§ Materials provided
╔══
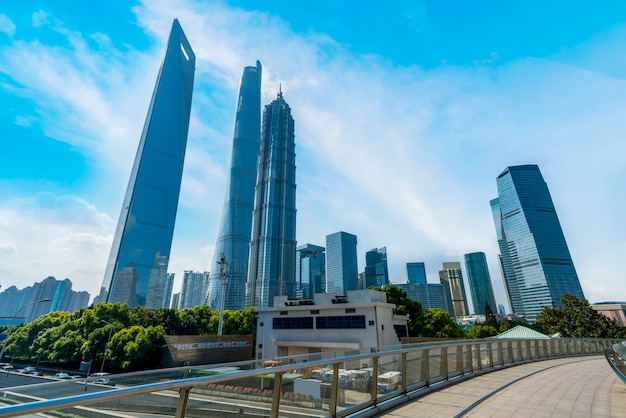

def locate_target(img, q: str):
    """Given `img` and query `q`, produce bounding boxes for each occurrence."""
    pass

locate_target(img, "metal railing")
[0,337,617,418]
[605,340,626,384]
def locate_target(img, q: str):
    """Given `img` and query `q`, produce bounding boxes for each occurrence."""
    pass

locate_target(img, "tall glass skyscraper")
[463,252,497,315]
[491,164,584,320]
[246,91,297,308]
[295,244,326,299]
[205,61,262,311]
[325,231,359,296]
[100,20,195,308]
[406,262,427,284]
[439,262,468,317]
[365,247,389,288]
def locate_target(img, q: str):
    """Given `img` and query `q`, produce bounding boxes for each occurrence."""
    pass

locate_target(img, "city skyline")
[1,2,626,307]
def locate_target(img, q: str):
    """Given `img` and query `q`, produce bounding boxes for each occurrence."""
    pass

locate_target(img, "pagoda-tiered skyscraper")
[246,90,297,308]
[205,61,262,310]
[100,19,195,307]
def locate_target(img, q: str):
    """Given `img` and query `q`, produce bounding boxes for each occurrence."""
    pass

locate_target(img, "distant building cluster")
[9,21,586,327]
[0,277,89,325]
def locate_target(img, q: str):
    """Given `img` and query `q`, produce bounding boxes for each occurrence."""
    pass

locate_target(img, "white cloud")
[0,14,15,37]
[0,0,624,307]
[31,10,51,28]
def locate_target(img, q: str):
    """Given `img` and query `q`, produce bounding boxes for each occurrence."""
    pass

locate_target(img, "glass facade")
[397,283,450,313]
[295,244,326,299]
[463,252,497,315]
[325,231,359,296]
[205,62,262,311]
[246,91,297,308]
[364,247,389,288]
[406,262,427,284]
[439,262,469,317]
[180,271,209,309]
[491,164,585,321]
[100,19,195,308]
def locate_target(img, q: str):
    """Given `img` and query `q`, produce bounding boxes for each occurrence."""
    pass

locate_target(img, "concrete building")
[256,289,408,360]
[592,302,626,326]
[439,262,469,317]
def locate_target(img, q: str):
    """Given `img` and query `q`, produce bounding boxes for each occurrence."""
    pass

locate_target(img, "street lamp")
[100,320,113,373]
[0,298,51,362]
[217,254,229,337]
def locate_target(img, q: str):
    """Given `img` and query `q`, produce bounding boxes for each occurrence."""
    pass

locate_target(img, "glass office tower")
[100,19,195,308]
[491,164,584,321]
[325,231,359,296]
[406,262,427,284]
[365,247,389,288]
[463,252,497,315]
[205,61,262,310]
[295,244,326,299]
[246,90,297,308]
[439,262,468,317]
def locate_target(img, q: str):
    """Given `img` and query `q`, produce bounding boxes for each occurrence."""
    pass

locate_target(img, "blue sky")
[1,1,625,311]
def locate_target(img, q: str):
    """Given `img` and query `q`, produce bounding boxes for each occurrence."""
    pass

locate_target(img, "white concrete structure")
[256,289,408,359]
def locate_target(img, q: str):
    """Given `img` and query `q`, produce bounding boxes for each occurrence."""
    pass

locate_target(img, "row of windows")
[272,315,366,329]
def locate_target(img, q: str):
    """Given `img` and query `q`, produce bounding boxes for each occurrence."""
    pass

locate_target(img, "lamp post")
[0,298,51,362]
[100,320,113,373]
[217,254,229,337]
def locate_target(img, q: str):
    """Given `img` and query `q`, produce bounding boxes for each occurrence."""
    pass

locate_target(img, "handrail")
[0,337,619,418]
[605,341,626,384]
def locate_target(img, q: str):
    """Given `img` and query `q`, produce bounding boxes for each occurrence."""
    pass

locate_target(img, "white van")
[376,371,401,393]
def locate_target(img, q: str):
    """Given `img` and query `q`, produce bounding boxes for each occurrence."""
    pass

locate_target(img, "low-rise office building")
[256,289,408,359]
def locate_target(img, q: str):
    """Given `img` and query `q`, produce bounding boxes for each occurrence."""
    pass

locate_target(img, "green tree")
[421,308,465,338]
[483,304,499,329]
[466,324,499,339]
[537,294,626,338]
[108,325,166,371]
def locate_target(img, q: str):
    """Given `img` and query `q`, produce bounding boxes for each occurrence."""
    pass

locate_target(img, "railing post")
[421,349,430,386]
[371,356,379,404]
[458,344,464,374]
[175,387,191,418]
[467,343,473,372]
[497,341,503,366]
[270,371,283,418]
[526,340,531,360]
[441,347,449,380]
[329,362,339,418]
[508,341,514,364]
[401,352,407,394]
[488,342,494,368]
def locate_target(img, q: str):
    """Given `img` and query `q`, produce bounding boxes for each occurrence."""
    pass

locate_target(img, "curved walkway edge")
[375,355,626,417]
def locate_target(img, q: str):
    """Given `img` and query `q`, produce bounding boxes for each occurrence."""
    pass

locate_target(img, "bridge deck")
[379,356,626,417]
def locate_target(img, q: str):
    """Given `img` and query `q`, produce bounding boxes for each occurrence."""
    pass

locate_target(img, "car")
[93,378,116,386]
[1,365,14,372]
[89,372,110,378]
[53,372,75,380]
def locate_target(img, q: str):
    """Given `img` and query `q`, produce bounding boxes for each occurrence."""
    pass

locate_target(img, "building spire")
[278,83,283,99]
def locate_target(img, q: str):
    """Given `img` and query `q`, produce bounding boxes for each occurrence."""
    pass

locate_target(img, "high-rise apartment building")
[439,262,468,317]
[100,19,195,308]
[364,247,389,288]
[180,271,209,309]
[206,62,262,311]
[246,91,297,308]
[491,164,585,320]
[325,231,359,296]
[463,252,497,315]
[296,244,326,299]
[406,262,427,284]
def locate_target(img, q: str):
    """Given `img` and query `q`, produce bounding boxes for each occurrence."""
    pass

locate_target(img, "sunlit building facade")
[491,164,585,321]
[364,247,389,288]
[325,231,359,296]
[100,19,195,307]
[206,61,262,311]
[246,91,297,308]
[296,244,326,299]
[439,262,468,317]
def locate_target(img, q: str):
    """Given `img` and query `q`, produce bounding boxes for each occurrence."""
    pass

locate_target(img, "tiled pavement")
[378,356,626,417]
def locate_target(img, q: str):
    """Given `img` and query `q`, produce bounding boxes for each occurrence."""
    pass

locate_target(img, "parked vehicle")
[376,371,401,393]
[53,372,75,380]
[94,378,116,386]
[350,369,373,392]
[309,368,331,381]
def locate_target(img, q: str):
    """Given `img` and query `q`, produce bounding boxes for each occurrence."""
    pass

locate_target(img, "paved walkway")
[379,356,626,417]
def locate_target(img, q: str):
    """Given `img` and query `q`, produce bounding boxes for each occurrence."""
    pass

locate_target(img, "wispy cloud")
[0,1,624,306]
[0,14,15,37]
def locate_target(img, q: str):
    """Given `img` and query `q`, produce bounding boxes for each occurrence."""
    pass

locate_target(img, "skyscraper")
[325,231,358,296]
[491,164,585,320]
[296,244,326,299]
[180,271,209,309]
[205,61,262,311]
[246,90,297,308]
[406,262,427,284]
[463,252,497,315]
[100,19,195,308]
[439,262,469,317]
[364,247,389,288]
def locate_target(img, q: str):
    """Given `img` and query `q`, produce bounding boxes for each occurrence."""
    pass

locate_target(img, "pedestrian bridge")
[0,338,623,418]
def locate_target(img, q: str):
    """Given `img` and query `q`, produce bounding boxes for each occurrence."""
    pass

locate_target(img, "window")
[316,315,366,329]
[273,317,314,329]
[310,309,319,314]
[369,320,375,326]
[280,311,288,316]
[345,308,356,313]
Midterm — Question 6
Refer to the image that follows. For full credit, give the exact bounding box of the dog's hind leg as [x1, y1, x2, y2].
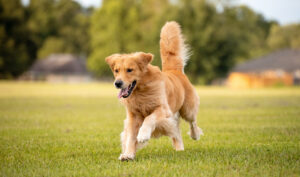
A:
[153, 112, 184, 151]
[188, 119, 203, 140]
[180, 89, 204, 140]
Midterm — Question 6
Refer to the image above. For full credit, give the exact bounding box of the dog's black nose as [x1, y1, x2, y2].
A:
[114, 80, 123, 88]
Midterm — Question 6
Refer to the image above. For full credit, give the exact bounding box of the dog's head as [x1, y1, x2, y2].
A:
[105, 52, 153, 98]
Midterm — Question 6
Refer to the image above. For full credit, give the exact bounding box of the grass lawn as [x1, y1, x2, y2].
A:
[0, 81, 299, 176]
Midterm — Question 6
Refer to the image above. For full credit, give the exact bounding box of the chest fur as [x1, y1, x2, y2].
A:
[121, 83, 164, 118]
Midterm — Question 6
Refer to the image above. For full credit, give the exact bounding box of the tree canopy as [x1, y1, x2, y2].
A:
[267, 24, 300, 50]
[0, 0, 92, 78]
[0, 0, 299, 83]
[0, 0, 36, 78]
[88, 0, 277, 83]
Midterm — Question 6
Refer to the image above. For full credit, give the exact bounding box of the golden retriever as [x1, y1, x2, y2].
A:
[105, 21, 203, 161]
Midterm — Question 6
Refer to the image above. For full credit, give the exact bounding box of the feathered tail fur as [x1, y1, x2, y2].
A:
[160, 21, 190, 72]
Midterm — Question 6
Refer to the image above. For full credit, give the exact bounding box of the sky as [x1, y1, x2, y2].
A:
[237, 0, 300, 25]
[21, 0, 300, 25]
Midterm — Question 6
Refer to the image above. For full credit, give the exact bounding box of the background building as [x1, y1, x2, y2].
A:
[20, 54, 92, 82]
[227, 49, 300, 88]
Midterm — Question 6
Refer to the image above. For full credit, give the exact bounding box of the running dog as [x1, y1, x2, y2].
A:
[105, 21, 203, 161]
╚══
§ What is required
Repeat, character for character, the lines from the one that holds "dog as [x1, y1, x2, y2]." to the final line of the material, inclusive, and no other lines.

§ Response to the exercise
Refer to the image above. For full credit, give the exact bounding box of the running dog as [x1, y1, x2, y2].
A:
[105, 21, 203, 161]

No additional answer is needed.